TASK DIRECTIONS: In the data, start at the line containing "of the signboard" and end with the line containing "x=988, y=585". Rewrite those lines with "metal pole" changed to "steel pole" and nothing else altered.

RECORDS SUPPLIED:
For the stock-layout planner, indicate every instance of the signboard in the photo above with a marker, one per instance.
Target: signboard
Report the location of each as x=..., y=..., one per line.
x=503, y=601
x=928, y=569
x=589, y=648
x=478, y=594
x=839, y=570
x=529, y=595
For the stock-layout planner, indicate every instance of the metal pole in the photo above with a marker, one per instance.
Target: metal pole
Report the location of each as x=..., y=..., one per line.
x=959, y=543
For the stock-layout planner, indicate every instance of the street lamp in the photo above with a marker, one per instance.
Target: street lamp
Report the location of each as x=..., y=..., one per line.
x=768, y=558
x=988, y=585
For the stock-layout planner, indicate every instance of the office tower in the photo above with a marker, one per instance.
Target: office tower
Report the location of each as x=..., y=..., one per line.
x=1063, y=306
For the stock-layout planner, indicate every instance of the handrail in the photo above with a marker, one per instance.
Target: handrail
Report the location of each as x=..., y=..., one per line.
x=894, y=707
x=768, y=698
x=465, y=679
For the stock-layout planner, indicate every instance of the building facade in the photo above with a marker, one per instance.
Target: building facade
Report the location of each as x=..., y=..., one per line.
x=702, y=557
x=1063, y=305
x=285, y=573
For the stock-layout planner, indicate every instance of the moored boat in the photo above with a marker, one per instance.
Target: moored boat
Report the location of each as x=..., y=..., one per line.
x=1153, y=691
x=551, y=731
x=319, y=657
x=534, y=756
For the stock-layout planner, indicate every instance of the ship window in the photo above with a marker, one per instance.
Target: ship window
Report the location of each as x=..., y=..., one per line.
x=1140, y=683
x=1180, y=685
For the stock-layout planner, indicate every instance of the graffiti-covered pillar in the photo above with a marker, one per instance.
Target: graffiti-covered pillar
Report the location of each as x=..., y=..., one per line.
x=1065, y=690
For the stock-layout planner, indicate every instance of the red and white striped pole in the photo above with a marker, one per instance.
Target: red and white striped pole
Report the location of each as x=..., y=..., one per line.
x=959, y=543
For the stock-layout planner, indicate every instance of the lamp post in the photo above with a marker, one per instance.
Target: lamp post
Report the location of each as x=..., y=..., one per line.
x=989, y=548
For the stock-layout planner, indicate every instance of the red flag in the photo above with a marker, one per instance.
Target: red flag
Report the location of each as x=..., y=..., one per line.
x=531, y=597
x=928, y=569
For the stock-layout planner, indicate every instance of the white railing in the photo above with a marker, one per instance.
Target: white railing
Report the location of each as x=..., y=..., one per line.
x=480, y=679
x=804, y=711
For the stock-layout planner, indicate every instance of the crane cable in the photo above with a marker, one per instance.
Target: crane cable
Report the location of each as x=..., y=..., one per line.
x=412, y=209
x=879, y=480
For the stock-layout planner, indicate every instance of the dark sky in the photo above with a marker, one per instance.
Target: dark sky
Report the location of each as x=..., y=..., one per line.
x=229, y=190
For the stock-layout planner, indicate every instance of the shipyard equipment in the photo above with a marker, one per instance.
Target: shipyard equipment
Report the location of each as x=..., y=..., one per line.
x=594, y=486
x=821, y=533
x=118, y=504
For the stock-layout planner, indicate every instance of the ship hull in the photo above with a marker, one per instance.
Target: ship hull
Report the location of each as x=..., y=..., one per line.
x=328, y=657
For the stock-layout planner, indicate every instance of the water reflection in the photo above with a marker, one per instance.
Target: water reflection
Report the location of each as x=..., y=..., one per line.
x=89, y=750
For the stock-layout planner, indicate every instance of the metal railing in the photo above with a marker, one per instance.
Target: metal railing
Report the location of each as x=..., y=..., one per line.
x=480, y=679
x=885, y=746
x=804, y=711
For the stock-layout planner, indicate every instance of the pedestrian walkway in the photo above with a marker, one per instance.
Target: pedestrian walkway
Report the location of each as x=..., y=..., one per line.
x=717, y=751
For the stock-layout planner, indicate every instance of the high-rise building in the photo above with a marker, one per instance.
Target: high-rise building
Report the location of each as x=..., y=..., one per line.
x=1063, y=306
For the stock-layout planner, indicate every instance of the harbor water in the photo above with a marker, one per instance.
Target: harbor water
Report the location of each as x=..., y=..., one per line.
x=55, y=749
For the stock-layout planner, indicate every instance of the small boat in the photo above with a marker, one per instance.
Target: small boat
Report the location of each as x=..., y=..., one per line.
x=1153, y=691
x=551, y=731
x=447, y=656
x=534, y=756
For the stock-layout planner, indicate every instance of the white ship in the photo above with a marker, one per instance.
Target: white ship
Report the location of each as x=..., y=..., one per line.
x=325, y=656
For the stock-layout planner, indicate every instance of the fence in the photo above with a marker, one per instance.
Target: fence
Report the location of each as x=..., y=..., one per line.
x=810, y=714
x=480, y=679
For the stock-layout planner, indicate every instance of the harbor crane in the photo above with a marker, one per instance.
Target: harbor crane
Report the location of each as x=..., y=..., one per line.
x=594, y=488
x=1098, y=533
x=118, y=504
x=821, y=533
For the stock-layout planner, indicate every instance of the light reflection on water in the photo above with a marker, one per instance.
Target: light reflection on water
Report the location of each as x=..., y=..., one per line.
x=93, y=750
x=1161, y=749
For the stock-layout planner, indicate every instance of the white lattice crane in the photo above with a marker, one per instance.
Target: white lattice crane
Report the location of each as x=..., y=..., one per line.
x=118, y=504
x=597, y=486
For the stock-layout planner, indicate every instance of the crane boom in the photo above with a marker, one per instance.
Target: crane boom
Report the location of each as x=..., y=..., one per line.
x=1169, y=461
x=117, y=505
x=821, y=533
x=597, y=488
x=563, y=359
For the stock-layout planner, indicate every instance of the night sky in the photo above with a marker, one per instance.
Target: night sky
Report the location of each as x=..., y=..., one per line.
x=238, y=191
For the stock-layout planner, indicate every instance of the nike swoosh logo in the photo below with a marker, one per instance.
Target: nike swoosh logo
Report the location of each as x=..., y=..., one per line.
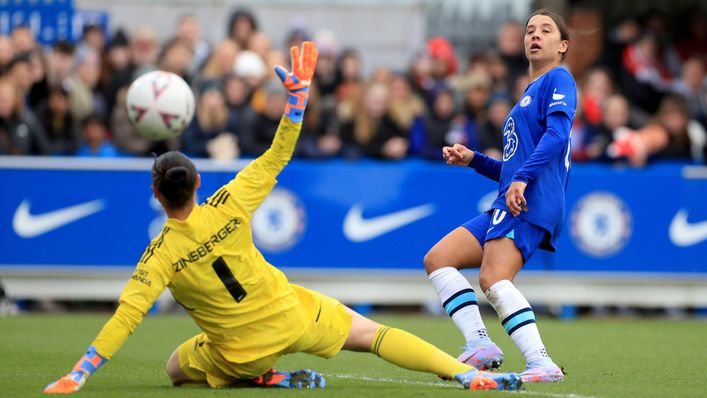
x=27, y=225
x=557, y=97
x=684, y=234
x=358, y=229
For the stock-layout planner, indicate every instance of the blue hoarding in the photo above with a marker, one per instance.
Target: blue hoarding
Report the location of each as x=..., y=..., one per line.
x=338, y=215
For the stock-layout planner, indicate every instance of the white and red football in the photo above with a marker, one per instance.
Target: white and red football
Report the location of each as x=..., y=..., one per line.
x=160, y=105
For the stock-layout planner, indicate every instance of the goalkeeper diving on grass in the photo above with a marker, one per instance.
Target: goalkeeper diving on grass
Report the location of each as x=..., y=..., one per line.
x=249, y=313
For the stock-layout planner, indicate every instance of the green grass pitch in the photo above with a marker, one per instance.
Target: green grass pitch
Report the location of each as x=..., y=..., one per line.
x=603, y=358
* * *
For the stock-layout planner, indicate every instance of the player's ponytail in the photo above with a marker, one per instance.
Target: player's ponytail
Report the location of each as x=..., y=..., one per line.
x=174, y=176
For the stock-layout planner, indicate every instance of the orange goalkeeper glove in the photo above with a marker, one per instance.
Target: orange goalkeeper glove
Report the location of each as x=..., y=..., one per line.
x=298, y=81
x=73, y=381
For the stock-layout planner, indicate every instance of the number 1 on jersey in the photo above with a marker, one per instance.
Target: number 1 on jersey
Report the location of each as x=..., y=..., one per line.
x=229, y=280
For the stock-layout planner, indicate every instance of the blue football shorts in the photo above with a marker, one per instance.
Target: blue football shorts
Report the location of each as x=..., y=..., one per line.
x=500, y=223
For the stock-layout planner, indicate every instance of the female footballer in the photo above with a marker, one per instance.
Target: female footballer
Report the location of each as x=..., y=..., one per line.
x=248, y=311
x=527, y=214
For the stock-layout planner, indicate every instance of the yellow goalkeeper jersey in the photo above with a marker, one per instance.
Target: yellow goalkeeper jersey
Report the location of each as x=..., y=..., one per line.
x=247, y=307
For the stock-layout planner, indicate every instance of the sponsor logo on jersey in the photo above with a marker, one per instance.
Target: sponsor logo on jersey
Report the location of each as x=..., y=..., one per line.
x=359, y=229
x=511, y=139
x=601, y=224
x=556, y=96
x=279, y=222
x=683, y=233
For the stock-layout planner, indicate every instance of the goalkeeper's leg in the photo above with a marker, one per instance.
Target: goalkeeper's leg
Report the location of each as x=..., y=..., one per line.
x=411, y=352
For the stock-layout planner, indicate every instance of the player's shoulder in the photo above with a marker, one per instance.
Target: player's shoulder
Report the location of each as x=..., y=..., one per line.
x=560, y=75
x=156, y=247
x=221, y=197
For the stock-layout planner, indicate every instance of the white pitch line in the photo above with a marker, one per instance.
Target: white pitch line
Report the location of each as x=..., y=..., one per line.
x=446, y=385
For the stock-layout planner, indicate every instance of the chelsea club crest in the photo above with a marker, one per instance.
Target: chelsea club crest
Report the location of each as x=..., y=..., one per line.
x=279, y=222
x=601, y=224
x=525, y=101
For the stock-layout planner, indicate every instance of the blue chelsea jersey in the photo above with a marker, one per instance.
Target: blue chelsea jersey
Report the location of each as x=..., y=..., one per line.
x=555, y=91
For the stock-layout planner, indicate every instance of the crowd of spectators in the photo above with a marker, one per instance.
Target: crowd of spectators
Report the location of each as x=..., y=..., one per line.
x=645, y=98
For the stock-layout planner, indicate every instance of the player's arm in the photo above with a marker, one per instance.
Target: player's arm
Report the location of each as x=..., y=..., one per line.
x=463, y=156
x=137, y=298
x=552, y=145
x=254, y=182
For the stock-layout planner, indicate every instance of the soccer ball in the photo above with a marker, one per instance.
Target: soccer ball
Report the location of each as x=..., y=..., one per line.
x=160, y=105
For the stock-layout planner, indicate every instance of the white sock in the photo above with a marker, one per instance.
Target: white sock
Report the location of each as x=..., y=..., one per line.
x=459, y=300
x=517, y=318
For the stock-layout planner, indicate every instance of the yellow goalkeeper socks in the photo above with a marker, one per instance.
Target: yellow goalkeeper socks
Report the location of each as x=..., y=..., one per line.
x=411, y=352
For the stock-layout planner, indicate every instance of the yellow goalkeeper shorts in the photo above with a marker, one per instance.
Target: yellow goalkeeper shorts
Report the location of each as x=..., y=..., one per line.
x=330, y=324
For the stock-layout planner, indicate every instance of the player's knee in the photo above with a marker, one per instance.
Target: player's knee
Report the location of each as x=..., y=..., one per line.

FULL SOLUTION:
For the stock-layout planner, indicate every instance of the signboard in the photo above with a marker, one per instance.
Target: signboard
Report the location of each as x=..., y=..., one per line.
x=503, y=601
x=928, y=569
x=589, y=648
x=478, y=594
x=839, y=570
x=529, y=595
For the stock-layout planner, indicate every instance of the steel pole in the photo above with a marker, one per instance.
Target: steel pole
Report the location of each as x=..., y=..., one per line.
x=959, y=543
For the stock-layout planner, indicate every instance of the street lamp in the photo above with a marker, one per instance.
Target: street lamp
Report the location of each as x=..., y=..., one per line.
x=768, y=558
x=988, y=585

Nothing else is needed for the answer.